Provided data →
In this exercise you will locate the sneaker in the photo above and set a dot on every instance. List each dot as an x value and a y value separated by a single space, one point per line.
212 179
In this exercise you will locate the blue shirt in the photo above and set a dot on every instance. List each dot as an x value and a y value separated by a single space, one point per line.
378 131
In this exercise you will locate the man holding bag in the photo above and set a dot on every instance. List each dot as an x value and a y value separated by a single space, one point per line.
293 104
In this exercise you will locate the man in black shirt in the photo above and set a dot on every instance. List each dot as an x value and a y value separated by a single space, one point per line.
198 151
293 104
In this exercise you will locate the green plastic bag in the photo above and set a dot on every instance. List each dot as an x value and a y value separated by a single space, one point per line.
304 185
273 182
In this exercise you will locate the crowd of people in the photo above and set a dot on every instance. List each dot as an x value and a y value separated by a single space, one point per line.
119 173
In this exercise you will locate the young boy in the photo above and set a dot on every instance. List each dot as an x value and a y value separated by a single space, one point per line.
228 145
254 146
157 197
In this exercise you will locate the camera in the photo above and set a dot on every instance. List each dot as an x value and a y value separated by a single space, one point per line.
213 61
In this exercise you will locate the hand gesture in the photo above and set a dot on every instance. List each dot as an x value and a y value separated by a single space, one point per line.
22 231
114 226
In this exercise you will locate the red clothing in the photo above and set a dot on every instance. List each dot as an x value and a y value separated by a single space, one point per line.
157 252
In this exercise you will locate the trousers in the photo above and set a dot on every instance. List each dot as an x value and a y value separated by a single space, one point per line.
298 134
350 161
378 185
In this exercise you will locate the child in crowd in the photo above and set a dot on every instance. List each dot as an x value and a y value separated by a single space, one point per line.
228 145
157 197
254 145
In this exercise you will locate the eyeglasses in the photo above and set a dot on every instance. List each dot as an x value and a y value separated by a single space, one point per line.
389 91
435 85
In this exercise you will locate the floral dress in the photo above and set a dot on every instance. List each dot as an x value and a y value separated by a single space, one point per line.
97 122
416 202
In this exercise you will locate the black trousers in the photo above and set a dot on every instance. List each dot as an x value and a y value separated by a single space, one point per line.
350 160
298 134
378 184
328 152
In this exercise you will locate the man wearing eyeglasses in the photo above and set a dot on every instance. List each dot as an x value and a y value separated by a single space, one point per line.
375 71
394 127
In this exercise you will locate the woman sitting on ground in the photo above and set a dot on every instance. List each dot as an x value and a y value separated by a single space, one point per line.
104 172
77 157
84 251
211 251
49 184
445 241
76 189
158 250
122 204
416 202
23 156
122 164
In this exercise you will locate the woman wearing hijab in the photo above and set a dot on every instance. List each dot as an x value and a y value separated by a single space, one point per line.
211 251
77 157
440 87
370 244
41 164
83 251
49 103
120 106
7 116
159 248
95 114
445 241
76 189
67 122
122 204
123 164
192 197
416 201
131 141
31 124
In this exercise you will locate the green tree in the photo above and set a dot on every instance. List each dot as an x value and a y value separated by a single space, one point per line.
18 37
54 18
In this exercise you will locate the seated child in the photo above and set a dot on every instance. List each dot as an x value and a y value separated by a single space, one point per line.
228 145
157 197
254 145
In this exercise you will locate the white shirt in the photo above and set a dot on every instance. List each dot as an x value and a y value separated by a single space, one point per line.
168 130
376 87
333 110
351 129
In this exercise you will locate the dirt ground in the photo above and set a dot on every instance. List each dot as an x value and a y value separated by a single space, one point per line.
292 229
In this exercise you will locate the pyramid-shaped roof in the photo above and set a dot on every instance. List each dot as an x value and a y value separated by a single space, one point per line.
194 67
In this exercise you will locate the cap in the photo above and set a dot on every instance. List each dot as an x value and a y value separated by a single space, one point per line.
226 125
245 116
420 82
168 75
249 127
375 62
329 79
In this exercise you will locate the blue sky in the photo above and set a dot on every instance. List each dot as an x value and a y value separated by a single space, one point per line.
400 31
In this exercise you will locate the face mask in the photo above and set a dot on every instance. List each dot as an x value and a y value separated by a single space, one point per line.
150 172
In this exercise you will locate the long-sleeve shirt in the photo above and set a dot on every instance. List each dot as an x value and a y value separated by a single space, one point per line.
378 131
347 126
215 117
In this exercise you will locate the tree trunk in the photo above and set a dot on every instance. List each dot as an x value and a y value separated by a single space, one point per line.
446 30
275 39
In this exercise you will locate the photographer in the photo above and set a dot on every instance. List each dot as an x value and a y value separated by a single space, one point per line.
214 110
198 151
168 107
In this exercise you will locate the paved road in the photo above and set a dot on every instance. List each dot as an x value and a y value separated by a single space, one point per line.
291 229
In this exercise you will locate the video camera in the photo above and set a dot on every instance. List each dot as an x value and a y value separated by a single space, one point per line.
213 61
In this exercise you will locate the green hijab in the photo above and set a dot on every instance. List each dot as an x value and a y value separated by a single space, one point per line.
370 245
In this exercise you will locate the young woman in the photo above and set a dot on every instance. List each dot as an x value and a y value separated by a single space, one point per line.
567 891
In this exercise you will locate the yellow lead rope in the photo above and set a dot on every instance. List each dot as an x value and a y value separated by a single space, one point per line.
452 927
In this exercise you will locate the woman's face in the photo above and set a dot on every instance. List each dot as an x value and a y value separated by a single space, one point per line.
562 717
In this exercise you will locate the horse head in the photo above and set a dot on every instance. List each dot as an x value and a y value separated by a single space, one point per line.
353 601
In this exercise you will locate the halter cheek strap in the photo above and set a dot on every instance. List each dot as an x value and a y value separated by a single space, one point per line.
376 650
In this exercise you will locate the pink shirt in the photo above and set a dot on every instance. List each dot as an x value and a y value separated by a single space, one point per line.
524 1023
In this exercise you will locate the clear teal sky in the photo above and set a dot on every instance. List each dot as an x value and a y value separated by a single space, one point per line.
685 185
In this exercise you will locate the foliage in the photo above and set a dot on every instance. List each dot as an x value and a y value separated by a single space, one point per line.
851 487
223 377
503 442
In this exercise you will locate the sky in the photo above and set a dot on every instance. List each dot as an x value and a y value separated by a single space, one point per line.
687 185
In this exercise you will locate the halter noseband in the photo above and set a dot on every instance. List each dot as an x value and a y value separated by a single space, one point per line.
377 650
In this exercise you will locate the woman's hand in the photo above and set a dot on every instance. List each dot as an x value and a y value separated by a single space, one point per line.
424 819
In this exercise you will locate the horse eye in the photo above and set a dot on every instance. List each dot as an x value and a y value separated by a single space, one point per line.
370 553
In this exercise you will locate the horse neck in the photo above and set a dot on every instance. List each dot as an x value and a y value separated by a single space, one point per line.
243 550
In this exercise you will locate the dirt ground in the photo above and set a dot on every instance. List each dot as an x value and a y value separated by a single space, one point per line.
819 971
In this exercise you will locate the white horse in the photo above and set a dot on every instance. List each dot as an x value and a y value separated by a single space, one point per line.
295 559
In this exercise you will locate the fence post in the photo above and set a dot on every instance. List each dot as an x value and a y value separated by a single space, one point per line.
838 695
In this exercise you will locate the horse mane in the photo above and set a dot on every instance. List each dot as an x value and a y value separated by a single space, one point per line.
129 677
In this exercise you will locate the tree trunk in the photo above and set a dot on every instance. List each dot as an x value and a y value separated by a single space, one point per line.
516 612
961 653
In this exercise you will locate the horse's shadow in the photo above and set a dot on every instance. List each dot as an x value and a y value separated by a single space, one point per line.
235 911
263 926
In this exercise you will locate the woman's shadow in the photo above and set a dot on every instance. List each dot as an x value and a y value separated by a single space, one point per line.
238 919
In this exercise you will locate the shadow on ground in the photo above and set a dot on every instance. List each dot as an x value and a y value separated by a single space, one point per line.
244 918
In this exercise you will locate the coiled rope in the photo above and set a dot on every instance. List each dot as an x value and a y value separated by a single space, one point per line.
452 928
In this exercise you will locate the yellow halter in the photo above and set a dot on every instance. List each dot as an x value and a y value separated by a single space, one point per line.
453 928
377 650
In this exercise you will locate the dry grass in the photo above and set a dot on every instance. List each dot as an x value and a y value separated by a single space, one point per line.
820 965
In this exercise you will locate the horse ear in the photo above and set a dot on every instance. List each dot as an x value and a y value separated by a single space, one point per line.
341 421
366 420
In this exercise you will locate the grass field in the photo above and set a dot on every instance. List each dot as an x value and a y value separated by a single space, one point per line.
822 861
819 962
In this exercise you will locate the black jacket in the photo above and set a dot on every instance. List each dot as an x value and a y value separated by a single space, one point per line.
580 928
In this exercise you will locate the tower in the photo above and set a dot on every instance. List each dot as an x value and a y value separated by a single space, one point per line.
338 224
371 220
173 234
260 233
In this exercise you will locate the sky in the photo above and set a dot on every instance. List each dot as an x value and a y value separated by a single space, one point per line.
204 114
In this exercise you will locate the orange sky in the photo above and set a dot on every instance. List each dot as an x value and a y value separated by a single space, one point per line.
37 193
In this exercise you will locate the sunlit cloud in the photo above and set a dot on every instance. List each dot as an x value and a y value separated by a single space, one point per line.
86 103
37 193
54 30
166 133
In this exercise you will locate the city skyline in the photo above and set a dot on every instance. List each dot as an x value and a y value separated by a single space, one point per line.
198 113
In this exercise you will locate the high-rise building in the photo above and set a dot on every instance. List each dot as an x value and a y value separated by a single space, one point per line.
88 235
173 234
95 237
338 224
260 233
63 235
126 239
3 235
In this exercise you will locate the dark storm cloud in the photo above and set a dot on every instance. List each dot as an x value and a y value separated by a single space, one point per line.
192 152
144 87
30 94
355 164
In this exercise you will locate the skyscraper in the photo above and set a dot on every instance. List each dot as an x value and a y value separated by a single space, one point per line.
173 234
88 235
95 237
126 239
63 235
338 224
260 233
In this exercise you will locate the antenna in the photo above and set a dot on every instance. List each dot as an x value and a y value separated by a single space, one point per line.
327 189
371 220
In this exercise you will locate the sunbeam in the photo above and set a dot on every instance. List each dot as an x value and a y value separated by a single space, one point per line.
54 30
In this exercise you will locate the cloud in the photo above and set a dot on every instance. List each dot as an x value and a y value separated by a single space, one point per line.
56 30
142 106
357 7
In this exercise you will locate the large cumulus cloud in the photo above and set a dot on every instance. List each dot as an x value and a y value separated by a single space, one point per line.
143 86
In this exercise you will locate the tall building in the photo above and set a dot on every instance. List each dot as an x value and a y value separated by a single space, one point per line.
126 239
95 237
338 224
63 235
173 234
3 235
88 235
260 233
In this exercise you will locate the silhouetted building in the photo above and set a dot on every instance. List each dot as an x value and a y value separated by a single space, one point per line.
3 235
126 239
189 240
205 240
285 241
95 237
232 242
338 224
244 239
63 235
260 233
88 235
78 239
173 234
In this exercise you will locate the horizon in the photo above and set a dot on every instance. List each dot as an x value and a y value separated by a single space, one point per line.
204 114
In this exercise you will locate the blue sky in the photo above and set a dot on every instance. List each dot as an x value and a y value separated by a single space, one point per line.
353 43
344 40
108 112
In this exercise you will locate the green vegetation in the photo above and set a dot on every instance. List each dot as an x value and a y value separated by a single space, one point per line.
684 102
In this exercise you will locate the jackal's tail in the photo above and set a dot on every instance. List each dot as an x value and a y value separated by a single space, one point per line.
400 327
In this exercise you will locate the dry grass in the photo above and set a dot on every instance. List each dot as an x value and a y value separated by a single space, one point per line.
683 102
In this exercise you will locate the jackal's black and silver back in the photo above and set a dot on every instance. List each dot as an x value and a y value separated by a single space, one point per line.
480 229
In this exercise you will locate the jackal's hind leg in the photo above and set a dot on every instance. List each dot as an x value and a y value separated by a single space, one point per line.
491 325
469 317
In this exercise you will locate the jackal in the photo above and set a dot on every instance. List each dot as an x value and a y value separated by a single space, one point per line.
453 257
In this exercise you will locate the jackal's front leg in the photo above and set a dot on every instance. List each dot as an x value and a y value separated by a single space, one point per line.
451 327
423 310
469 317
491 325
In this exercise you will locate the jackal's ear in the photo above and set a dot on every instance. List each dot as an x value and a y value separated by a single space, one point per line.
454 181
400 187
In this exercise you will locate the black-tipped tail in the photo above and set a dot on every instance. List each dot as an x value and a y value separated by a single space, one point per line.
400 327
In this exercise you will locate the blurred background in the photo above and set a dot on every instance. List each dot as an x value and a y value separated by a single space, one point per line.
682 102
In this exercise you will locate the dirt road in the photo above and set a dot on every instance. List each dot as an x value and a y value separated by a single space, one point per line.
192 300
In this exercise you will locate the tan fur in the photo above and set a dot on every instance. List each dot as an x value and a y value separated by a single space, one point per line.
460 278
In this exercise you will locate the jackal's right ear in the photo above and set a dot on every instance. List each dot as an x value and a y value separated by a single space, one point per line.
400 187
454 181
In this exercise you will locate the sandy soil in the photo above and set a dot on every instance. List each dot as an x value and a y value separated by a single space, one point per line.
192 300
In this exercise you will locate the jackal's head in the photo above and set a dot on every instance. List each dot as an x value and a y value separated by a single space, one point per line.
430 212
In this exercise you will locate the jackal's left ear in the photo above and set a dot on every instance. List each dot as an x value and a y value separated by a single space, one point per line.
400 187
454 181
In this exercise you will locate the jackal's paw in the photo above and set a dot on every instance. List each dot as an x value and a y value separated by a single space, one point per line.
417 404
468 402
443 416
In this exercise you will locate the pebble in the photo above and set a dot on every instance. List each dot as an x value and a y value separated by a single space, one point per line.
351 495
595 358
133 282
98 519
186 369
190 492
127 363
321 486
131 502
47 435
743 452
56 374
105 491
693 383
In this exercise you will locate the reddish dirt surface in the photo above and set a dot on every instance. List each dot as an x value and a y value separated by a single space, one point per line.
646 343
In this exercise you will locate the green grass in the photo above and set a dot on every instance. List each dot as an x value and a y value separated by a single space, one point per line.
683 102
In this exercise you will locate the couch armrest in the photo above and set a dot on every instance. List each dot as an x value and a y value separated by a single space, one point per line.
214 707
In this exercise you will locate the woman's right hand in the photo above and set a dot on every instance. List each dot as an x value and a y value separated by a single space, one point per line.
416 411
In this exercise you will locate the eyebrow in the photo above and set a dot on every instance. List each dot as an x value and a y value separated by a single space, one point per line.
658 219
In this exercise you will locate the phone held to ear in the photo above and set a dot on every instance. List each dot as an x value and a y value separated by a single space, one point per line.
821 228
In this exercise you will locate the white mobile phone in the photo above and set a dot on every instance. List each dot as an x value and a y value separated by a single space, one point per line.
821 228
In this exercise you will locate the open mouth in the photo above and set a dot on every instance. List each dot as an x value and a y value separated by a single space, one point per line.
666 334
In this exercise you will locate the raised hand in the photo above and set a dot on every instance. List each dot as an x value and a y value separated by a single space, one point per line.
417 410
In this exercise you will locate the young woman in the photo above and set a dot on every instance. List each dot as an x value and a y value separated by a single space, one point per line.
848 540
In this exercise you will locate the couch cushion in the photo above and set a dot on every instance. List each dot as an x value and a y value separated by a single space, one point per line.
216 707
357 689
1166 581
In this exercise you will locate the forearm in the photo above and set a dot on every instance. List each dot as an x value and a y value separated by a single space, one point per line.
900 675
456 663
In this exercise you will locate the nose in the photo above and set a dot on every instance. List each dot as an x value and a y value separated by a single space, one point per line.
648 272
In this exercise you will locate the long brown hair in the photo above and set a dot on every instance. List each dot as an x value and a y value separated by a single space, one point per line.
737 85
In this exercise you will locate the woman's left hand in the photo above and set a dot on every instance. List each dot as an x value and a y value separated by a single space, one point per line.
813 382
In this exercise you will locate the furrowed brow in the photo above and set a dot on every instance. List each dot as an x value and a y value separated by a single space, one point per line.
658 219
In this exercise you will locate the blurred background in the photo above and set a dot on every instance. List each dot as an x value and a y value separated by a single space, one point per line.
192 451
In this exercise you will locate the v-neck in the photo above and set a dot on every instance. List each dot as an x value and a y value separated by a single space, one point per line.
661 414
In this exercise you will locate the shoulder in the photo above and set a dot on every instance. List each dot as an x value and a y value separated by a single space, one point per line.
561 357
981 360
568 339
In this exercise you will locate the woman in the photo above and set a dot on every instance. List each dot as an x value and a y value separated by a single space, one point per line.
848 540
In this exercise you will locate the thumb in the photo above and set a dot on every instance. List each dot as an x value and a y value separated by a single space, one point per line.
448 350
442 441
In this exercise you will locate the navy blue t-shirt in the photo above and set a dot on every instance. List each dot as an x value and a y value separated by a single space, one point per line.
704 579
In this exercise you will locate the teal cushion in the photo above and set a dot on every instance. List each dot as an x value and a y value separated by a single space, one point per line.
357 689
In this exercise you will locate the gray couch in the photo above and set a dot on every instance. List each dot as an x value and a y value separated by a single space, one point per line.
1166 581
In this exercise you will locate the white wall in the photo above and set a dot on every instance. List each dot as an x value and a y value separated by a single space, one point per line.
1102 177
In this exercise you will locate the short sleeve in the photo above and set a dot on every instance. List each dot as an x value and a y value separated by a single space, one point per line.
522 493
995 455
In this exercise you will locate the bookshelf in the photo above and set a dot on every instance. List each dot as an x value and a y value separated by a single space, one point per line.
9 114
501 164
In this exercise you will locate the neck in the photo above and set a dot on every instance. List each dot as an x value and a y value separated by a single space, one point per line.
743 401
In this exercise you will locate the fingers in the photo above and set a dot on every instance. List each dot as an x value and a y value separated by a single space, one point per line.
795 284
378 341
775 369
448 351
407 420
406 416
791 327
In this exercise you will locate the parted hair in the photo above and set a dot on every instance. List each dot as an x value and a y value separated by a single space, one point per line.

What you should do →
Reproduce the records without changes, starting at the line containing "In this exercise you will locate the thumb" and continuing through the final line of the records, with both ends included.

Task response →
In this exercise you will locate the thumb in the photo above and set a dot on every instance. List each dot as an x value and a y value separated by a single space, one point per line.
448 350
442 441
In this exercise you will locate the navy blue t-shirt in the photo above and set a dot on every instance. List each dot as an x value and a y value separated by a single space, one point per line.
704 579
In this exercise you will locate the teal cushion in the photo above and set a dot on every instance. List each dot as an x value and a y value separated by a single space, one point per line.
357 689
In this exercise you will locate the gray couch in the photo above and set a dot on every instance. List each dot as an x value and a y value separated by a single space, one point per line.
1166 581
In this exercise you will locate the white wall in the photo above and set a dot on every instance. List each dot as an x value and a y value separated by a single space, one point per line.
1102 177
In this exercise you will locate the short sleeve in the photo above and set a dot on every instance. List each dot as an x value and a y value separated by a single space, one point per line.
522 493
995 455
In this exercise you will locate the bookshelf in the photo above and set a dot on every instance. List each dot as an x value and a y value separated by a single space, one point per line.
9 114
501 164
In this exercise you will locate the neck in the photo above and set a dot on every instance. List each dot as an x value and a y value separated by a single space, one point per line.
743 401
In this exercise you will locate the fingers in the photo above and set a dot on every instance. List each dot as an x value and a y value separated by a single space, one point per line.
795 284
378 341
775 369
448 351
407 420
406 416
791 327
In this exercise you will locate the parted hair in the photo above and set a dot on every instance. List each dot as an x value and a y value separated by a single space, one point per line.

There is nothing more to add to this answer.